WRITTEN INSTRUCTION: Could you return verbatim the stretch from the line containing "mark the tree trunk -- a dot per instance" through the last line of the items?

++++++++++

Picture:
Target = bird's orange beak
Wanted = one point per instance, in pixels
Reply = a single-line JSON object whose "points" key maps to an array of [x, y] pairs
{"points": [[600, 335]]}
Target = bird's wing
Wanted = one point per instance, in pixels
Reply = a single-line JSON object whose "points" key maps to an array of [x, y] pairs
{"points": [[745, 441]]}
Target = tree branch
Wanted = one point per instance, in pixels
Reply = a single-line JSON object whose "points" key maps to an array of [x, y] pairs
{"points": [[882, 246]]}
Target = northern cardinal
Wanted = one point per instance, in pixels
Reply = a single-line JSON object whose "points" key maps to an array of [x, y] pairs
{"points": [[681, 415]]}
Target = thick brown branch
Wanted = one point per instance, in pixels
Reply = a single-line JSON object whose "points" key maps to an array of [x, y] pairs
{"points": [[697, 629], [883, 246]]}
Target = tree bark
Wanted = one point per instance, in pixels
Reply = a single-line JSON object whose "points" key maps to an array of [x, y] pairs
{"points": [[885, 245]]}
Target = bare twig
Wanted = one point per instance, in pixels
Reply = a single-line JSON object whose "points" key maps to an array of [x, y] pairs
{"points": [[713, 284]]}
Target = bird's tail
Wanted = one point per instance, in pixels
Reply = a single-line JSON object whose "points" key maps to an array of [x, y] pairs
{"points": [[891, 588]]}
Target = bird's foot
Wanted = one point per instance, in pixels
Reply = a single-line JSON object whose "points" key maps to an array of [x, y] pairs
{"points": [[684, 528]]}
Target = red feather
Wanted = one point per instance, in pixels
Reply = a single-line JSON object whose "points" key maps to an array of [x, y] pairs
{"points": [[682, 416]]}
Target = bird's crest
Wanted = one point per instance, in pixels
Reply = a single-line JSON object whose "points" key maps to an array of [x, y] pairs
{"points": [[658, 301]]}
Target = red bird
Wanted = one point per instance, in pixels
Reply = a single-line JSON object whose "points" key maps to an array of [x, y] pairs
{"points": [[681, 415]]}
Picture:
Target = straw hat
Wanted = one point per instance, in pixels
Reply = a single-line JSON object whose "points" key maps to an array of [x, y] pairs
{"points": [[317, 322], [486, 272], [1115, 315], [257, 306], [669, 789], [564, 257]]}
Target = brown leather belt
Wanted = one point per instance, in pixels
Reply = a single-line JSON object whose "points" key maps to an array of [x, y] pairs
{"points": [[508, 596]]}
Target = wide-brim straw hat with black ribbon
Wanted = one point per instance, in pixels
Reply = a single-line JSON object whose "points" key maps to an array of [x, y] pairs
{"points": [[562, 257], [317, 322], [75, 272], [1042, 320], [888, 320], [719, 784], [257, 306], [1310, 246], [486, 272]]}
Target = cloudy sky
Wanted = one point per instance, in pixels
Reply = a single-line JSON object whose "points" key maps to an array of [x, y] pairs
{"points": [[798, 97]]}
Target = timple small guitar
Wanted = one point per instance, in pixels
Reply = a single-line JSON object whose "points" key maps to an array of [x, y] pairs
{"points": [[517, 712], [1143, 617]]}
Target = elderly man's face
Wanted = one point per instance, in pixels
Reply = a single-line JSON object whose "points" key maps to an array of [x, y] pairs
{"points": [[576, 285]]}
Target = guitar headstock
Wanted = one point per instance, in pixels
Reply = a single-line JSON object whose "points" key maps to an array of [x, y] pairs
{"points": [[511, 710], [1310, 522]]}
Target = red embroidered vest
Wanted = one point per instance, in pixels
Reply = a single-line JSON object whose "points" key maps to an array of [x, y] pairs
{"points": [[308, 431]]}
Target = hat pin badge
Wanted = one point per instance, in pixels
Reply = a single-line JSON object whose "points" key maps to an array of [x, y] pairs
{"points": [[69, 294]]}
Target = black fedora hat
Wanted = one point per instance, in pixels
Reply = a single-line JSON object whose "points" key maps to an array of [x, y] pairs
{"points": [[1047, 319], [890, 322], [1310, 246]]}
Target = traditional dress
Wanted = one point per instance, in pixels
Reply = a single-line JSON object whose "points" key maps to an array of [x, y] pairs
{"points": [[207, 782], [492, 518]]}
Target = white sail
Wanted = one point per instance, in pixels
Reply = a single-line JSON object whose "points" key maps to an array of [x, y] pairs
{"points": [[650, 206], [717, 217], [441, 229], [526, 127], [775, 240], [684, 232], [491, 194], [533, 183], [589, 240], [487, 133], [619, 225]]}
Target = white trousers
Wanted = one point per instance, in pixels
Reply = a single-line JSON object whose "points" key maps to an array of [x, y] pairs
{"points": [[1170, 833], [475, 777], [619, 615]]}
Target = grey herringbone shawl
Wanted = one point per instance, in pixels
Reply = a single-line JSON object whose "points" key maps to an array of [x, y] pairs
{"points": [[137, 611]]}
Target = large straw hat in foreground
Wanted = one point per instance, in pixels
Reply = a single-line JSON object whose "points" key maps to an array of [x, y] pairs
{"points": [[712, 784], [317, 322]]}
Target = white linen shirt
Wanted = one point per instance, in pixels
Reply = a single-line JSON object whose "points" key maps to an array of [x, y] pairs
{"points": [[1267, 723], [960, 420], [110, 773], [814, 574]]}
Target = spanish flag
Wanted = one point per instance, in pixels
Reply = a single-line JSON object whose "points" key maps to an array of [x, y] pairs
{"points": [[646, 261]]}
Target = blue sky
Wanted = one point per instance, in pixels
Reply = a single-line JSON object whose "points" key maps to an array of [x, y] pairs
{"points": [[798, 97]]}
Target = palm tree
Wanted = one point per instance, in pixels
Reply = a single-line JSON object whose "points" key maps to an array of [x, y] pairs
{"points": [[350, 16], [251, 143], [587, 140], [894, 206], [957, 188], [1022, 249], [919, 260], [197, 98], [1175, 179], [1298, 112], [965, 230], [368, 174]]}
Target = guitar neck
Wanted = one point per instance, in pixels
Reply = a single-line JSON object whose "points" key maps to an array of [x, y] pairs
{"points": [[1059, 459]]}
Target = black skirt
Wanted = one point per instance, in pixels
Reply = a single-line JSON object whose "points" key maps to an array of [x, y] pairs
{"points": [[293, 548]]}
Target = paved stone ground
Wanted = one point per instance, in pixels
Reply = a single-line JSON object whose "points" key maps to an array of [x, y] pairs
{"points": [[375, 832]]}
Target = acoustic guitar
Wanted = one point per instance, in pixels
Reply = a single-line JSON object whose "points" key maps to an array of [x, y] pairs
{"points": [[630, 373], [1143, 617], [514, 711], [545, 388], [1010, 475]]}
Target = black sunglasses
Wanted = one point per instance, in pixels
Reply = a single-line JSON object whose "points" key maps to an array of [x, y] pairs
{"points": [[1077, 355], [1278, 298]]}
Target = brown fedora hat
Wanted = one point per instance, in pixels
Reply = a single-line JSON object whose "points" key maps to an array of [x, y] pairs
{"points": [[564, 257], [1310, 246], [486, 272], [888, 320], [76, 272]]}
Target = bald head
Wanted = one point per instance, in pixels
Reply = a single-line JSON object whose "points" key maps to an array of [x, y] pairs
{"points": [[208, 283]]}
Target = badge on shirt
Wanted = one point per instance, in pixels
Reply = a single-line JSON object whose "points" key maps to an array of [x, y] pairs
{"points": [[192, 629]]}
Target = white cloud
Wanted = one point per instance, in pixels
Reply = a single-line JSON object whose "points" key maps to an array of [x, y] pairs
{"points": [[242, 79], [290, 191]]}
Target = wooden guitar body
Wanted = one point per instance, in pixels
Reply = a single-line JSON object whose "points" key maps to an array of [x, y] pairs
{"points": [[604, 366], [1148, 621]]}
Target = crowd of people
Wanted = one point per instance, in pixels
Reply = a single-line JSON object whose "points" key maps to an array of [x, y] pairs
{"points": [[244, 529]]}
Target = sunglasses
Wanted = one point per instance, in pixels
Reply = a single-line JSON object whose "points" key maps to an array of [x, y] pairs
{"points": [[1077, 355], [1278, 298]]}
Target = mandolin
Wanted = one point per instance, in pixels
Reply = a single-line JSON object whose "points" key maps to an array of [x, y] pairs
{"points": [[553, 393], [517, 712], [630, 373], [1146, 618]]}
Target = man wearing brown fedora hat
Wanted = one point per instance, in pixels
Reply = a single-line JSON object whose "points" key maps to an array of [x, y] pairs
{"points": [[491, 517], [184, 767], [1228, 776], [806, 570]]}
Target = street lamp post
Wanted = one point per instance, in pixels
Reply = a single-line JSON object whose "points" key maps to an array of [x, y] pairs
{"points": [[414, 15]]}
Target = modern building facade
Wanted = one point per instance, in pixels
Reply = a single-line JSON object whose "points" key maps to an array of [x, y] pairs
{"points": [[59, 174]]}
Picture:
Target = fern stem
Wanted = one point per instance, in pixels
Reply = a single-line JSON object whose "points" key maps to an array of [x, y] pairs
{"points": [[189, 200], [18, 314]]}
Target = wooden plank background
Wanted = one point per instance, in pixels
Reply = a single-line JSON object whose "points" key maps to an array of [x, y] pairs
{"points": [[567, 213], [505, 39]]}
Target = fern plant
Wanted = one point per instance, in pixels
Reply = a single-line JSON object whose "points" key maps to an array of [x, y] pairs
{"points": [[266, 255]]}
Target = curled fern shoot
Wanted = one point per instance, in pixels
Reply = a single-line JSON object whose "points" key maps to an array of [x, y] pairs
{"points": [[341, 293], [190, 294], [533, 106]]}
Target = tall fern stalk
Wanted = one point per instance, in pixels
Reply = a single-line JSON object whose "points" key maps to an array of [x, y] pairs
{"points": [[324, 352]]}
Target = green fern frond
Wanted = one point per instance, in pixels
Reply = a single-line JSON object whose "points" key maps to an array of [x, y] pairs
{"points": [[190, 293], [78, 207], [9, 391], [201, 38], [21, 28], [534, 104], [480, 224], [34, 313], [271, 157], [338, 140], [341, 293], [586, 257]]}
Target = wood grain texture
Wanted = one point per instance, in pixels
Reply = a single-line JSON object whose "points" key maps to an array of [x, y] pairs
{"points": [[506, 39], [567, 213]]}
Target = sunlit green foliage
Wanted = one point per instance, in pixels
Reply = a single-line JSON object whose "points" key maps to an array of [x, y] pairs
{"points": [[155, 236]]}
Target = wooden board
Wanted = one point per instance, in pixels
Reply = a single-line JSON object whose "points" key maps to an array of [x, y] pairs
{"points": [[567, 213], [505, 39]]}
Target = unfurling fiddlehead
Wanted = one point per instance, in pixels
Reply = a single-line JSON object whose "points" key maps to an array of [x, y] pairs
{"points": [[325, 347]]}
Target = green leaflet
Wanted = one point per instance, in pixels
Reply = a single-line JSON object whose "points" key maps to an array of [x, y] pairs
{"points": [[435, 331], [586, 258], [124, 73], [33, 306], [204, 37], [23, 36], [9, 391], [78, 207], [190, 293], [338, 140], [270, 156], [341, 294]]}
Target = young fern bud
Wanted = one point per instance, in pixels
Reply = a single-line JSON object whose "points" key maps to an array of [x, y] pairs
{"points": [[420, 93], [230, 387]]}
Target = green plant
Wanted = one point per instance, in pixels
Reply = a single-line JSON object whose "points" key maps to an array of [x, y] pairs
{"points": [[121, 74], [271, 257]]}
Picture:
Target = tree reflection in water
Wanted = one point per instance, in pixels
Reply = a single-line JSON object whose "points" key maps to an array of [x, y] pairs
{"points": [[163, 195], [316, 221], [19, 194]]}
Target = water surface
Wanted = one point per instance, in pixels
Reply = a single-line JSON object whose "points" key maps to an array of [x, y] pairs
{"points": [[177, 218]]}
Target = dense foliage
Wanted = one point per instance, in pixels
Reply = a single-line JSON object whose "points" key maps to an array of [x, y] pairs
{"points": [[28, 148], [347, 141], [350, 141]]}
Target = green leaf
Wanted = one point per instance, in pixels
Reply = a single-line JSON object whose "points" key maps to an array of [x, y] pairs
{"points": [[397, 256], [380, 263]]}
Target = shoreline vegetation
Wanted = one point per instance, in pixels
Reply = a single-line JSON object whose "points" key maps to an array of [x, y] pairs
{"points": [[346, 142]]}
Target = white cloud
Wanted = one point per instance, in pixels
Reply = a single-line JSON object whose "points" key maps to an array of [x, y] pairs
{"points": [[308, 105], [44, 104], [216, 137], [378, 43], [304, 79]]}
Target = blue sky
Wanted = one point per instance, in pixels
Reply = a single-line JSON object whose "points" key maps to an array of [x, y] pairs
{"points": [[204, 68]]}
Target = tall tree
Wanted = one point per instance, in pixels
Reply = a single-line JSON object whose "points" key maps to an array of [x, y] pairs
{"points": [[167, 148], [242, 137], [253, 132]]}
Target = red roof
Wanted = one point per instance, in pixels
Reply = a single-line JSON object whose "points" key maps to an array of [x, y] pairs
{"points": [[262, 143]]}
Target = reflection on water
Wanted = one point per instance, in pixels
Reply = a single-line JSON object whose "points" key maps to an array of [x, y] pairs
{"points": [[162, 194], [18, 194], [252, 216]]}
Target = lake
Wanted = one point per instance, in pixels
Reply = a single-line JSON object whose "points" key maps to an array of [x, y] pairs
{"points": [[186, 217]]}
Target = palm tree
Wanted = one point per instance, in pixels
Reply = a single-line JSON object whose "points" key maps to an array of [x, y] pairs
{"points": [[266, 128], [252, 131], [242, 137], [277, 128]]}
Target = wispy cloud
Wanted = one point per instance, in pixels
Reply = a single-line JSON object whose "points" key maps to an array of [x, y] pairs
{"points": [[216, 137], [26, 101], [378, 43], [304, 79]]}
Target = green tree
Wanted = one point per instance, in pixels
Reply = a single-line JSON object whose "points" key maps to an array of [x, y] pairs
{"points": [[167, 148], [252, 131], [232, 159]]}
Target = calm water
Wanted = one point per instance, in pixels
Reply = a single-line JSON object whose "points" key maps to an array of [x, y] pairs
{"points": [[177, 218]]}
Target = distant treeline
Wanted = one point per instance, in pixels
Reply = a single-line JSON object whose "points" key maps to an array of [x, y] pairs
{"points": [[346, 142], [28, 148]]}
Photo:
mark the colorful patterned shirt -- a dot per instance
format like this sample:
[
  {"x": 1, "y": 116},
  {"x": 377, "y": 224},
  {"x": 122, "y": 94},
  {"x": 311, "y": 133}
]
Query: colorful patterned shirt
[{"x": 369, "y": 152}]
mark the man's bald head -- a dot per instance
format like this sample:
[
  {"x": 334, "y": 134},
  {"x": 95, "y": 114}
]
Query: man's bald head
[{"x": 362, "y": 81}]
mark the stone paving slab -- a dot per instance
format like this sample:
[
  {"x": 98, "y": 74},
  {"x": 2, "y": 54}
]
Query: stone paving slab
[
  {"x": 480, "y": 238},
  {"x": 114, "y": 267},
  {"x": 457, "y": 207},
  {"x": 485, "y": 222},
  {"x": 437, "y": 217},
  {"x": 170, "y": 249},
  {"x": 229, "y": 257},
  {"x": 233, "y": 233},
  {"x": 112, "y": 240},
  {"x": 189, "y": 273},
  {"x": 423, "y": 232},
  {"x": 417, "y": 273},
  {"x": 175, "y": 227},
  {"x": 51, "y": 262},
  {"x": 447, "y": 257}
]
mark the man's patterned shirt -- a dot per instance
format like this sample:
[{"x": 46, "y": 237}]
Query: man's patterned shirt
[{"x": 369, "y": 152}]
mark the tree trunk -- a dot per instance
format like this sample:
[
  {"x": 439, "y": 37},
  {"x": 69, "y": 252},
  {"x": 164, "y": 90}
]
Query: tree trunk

++++++++++

WRITTEN RESPONSE:
mark the tree trunk -- a dot per instance
format like this sample:
[
  {"x": 439, "y": 37},
  {"x": 69, "y": 252},
  {"x": 164, "y": 90}
]
Query: tree trunk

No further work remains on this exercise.